Extract to read section start

Equally, some cases may be more appropriately routed to an alternative assessment workflow (e.g. autism or broader neurodevelopmental assessment) rather than an ADHD-specific diagnostic process.
Approximately 30%–50% of all outpatient specialty referrals are not completed successfully
In such instances, objective testing can help route these to a more appropriate service. You may also be able to triage how you assess patients. The North Staffordshire Child and Adolescent Mental Health Services (CAMHS), restructured their clinical workflow by introducing Qb testing. Nurse practitioners are now able to assess ADHD patients who would have previously been referred to specialist services. Following implementation, wait times have reduced from around 18 months to 12 weeks, and now, only complex cases are referred to a psychiatrist.
North Staffordshire CAMHS has also recently introduced QbCheck to further help manage waiting lists.
Introduce an objective test to your clinical workflow
Adding a digital ADHD test to your workflow can help your clinic address wait times. Several real-world efficiencies have been observed when a clinic or health service has introduced Qb testing, including but not limited to reducing appointment length, improving clinician confidence in decision-making, and standardizing the ADHD workflow.
Digital ADHD workflows may accelerate access to care
Introducing a digital ADHD care platform reduced average time to treatment initiation by 41%, from 86 days to 51 days.

Extract to read section end
Stored data section start

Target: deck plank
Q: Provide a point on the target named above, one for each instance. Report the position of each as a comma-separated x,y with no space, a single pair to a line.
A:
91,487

Stored data section end

_What to do_
1. Reproduce the ADHD workflow text word for word, everything from "Introduce an objective" down to "the ADHD workflow.".
2. According to the ADHD workflow text, how much did average time to treatment initiation drop after a digital ADHD care platform was introduced?
3. Turn the paragraph of the ADHD workflow text that opens "In such instances, objective testing" into a bulleted list that keeps its main facts.

_Expected responses_
1.
Introduce an objective test to your clinical workflow
Adding a digital ADHD test to your workflow can help your clinic address wait times. Several real-world efficiencies have been observed when a clinic or health service has introduced Qb testing, including but not limited to reducing appointment length, improving clinician confidence in decision-making, and standardizing the ADHD workflow.

2. It dropped by 41%, from 86 days to 51 days.

3.
- Objective testing can help route such cases to a more appropriate service.
- It may also allow triage of how patients are assessed.
- North Staffordshire CAMHS restructured its clinical workflow by introducing Qb testing.
- Nurse practitioners now assess ADHD patients who previously would have been referred to specialist services.
- Wait times fell from around 18 months to 12 weeks.
- Only complex cases are now referred to a psychiatrist.